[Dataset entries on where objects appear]
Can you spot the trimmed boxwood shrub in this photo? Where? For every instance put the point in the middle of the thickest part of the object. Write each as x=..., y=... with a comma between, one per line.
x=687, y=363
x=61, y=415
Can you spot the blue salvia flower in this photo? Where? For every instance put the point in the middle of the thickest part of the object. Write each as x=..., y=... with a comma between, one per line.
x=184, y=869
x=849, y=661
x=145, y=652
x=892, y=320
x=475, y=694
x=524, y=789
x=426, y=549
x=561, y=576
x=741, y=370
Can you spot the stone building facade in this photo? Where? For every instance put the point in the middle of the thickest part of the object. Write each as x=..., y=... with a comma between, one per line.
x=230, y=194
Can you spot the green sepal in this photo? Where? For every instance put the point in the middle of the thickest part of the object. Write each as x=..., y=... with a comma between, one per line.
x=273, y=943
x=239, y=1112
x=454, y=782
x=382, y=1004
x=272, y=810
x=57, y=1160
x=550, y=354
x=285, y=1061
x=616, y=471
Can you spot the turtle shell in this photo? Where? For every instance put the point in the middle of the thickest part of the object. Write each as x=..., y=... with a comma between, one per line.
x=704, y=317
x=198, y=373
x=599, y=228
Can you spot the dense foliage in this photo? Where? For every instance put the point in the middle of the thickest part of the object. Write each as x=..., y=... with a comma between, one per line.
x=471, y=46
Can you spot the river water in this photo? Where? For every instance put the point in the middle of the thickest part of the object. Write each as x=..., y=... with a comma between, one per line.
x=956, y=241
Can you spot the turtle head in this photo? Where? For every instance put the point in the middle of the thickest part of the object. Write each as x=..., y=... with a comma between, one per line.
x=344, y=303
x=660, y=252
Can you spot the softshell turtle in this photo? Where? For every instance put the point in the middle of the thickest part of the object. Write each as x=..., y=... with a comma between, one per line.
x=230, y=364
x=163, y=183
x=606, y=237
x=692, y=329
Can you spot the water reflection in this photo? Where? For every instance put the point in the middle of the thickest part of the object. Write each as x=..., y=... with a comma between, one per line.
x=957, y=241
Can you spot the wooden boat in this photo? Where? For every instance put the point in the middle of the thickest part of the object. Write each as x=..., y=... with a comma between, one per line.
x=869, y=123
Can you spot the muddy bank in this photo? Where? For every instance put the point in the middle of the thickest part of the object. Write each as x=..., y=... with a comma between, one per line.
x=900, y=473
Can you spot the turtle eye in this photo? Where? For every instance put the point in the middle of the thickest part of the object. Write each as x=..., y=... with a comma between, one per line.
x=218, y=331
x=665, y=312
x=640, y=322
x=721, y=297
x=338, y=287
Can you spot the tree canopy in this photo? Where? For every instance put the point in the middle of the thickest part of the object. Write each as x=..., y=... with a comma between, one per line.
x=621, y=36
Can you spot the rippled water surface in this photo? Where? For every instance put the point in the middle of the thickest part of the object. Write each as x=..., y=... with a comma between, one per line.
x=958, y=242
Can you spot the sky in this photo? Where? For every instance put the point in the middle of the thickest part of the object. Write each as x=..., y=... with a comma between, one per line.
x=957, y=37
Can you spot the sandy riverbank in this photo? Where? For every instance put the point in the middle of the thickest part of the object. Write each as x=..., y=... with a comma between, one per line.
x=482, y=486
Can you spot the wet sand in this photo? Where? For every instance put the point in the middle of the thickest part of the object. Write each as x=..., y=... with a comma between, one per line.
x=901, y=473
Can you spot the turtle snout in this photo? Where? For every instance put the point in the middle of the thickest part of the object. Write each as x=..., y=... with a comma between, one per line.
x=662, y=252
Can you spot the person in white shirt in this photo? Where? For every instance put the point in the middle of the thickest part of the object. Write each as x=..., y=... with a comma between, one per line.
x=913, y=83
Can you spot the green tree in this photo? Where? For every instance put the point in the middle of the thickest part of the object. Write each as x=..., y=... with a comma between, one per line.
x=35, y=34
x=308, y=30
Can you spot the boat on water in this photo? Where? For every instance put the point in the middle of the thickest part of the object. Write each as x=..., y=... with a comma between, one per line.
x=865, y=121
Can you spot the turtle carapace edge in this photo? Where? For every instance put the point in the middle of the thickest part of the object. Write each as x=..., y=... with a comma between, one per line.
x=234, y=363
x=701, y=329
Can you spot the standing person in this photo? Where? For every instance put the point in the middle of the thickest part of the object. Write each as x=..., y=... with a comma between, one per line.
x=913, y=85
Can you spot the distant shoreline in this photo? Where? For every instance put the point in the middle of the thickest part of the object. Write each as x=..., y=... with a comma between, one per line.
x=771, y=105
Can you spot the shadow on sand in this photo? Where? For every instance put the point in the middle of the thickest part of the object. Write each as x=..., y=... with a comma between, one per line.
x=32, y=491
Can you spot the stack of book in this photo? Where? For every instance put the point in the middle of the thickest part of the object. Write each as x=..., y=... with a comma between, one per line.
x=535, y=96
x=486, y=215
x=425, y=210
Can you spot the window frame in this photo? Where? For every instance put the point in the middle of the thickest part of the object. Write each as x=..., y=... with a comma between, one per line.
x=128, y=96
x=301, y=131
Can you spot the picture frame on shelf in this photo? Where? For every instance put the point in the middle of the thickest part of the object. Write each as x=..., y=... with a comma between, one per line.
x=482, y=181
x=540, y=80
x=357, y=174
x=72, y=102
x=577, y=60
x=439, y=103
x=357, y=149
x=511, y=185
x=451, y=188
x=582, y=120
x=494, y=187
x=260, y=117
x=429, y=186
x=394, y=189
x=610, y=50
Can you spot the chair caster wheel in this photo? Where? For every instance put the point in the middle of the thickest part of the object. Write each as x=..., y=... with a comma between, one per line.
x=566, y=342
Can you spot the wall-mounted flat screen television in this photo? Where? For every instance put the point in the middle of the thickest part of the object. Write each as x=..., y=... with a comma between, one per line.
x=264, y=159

# [Given task]
Reproduce the entries above word for word, keeping every line in its original order.

# [The completed task]
Can you spot the trimmed boxwood shrub in this photo? Where? For every instance put the point in the middle of the thickest part of the object. Write each as x=..., y=... with a comma between, one per line.
x=687, y=363
x=61, y=415
Can you spot the blue salvia flower in this photo? Where? For every instance put the point in the middle of the thickest part of the object. Write each as x=..., y=... with a comma between, one per line.
x=184, y=869
x=849, y=661
x=145, y=652
x=892, y=320
x=475, y=694
x=524, y=789
x=426, y=549
x=561, y=576
x=741, y=370
Can you spot the stone building facade in this photo? Where? For every instance put the point in the middle of the thickest part of the object. Write each as x=..., y=... with a comma between, one per line.
x=230, y=194
Can you spot the green sepal in this photo? Where? For every instance put the point in the middle of the thickest part of the object. Write each as x=..., y=... with a comma between, one per line.
x=273, y=943
x=239, y=1112
x=454, y=782
x=382, y=1004
x=272, y=810
x=57, y=1160
x=550, y=354
x=285, y=1061
x=616, y=471
Can you spot the turtle shell in this photo? Where? For every instance put the point in the middle of the thickest part of the object. Write each as x=..., y=... with a comma between, one per line.
x=704, y=317
x=198, y=373
x=599, y=228
Can you spot the dense foliage in this photo? Where? For every instance put the point in the middle of the thickest part of the object. Write each as x=..., y=... with a comma between, one per line.
x=471, y=46
Can you spot the river water in this photo? Where? For every instance put the point in the middle of the thickest part of the object. Write each as x=..., y=... with a comma between, one per line.
x=956, y=241
Can you spot the turtle head in this photo? Where? For every instance put the point in the middle of the thickest part of the object. Write each as x=..., y=... with a comma between, one per line.
x=344, y=303
x=660, y=252
Can you spot the softshell turtle in this photo? Where? For every instance put the point in the middle of the thickest part of the object. Write each as x=..., y=... with a comma between, one per line.
x=230, y=364
x=163, y=183
x=606, y=237
x=692, y=329
Can you spot the water reflection in this photo? Where? For every instance put the point in the middle of the thickest part of the object. Write each as x=..., y=... with a comma between, one per line.
x=957, y=241
Can you spot the wooden boat in this photo? Where? For every instance put the point in the middle of the thickest part of the object. Write each as x=..., y=... with a comma between, one per line.
x=869, y=123
Can you spot the muddy bank in this photo? Where? For every instance put the point in the middle of the thickest part of the object. Write each as x=..., y=... with a comma between, one per line.
x=900, y=473
Can you spot the turtle eye in this photo? Where? For every instance put the point in the middle of the thickest part of the object. Write each as x=..., y=... with a comma between, one per line.
x=218, y=331
x=665, y=312
x=640, y=322
x=721, y=297
x=338, y=287
Can you spot the tree canopy in this photo? Where? For every instance put the point in the middle of the thickest part of the object. Write each as x=..., y=... with a comma between, one per line.
x=621, y=36
Can you spot the rippled water surface in this photo? Where? For every instance put the point in the middle of the thickest part of the object. Write each as x=..., y=... with a comma between, one per line.
x=958, y=242
Can you spot the sky in this photo? Where? For every instance put the point in the middle of the thickest part of the object. Write each as x=..., y=... with a comma between, one per line.
x=957, y=37
Can you spot the sandy riverbank in this photo? Where? For every instance put the point in the middle of the thickest part of the object. Write each as x=..., y=... with a comma between, one per line.
x=482, y=486
Can you spot the wet sand in this photo? Where? For every instance put the point in the middle of the thickest part of the object. Write each as x=..., y=... with a comma between, one per line.
x=901, y=473
Can you spot the turtle snout in this photo? Where? For every instance put the point in the middle of the thickest part of the object. Write each as x=..., y=... with a comma between, one per line.
x=662, y=252
Can you spot the person in white shirt in this photo? Where? For every instance put the point in the middle of the thickest part of the object. Write each as x=..., y=... with a comma between, one per line.
x=913, y=83
Can you spot the green tree in this photo? Where? For every instance put the point in the middle of the thickest part of the object. Write each as x=..., y=... with a comma between, one per line.
x=35, y=34
x=308, y=30
Can you spot the boat on water in this photo? Where? For every instance put the point in the middle of the thickest part of the object. Write each as x=..., y=... with a comma between, one per line.
x=865, y=121
Can you spot the turtle carapace edge in this photo? Where? For every instance put the point in the middle of the thickest part of the object. Write each as x=..., y=... with a comma between, one per line.
x=234, y=363
x=701, y=329
Can you spot the standing person in this photo? Where? For every instance put the point in the middle of the thickest part of the object. Write each as x=..., y=... with a comma between, one per line.
x=913, y=85
Can you spot the distant shoreline in this photo? Where? For every instance put the point in the middle of the thickest part of the object. Write each as x=..., y=... with a comma between, one per line.
x=771, y=105
Can you spot the shadow on sand in this photo? Where? For every instance put the point in the middle of the thickest part of the object. Write each as x=..., y=... with a comma between, one per line.
x=32, y=491
Can you spot the stack of book in this photo? Where? For every instance put the point in the middle of the thickest part of the object. Write each as x=..., y=... with a comma between, one per line.
x=535, y=96
x=486, y=215
x=425, y=210
Can you spot the window frame in this photo? Where? For every instance put the point in the middle of the thickest part of the object. Write each as x=..., y=... with a comma between, one per line.
x=128, y=96
x=301, y=131
Can you spot the picture frame on shelf in this photo? Where? For every instance put the point in the middle of the thickest part of the object. Write each as x=..., y=... with a comma between, one per line.
x=482, y=181
x=540, y=80
x=357, y=174
x=72, y=102
x=577, y=60
x=439, y=103
x=357, y=149
x=511, y=185
x=451, y=188
x=582, y=120
x=494, y=187
x=260, y=117
x=429, y=186
x=394, y=189
x=610, y=50
Can you spot the chair caster wheel in this photo? Where? For every instance put the point in the middle of the thickest part of the object. Write each as x=..., y=... with a comma between, one per line.
x=566, y=342
Can you spot the wall-mounted flat screen television in this photo? Where? For every instance put the point in the middle of the thickest part of the object. Write each as x=..., y=... with a comma between, one per line.
x=264, y=159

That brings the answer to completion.